= Task directions =
Where a line of the records holds the string "combat", copy that line.

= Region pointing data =
++++++
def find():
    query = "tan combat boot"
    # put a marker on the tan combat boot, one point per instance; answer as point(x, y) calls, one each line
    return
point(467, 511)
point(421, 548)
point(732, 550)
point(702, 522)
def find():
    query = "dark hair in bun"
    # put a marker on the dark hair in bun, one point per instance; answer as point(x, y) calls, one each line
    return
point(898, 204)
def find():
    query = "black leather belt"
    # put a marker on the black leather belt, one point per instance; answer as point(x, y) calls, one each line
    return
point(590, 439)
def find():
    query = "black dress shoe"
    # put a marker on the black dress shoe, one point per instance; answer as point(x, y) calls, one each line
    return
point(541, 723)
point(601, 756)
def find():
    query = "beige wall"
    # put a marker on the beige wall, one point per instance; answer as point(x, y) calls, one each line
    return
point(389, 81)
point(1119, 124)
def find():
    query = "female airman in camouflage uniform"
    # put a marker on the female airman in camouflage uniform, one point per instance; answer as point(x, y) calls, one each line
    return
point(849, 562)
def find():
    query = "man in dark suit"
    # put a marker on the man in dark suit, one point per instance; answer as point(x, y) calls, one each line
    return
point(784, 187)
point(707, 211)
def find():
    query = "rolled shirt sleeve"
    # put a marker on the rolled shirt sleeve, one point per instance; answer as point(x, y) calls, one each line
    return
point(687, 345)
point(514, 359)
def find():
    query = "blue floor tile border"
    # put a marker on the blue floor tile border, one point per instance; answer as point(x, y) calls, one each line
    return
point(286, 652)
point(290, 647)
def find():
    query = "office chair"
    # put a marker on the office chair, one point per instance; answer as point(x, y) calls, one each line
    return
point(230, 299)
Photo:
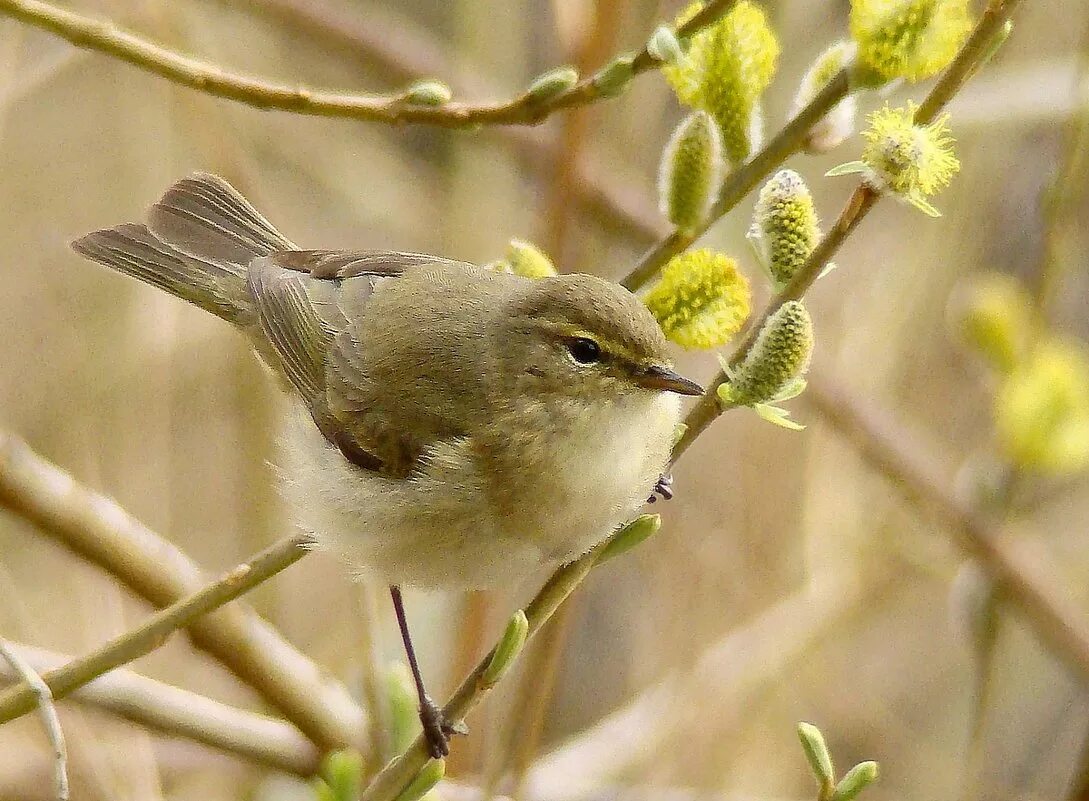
++++++
= Answer box =
    query = "tan combat boot"
    # put a marker on the tan combat boot, one point per instance; answer as point(x, y) calls, one each line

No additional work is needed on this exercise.